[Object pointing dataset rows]

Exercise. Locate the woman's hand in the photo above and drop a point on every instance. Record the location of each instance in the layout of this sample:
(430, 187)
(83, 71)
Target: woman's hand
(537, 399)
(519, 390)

TASK DIRECTIONS
Convert the rows above into a JSON list of strings with one string for each line. Leave out blank lines.

EXERCISE OUTPUT
[
  "Exercise. Locate the woman's hand in the photo above and drop a point on every instance. Record the location of each instance in the layout of this sample:",
  "(430, 187)",
  "(83, 71)",
  "Target: woman's hand",
  "(537, 399)",
  "(519, 390)"
]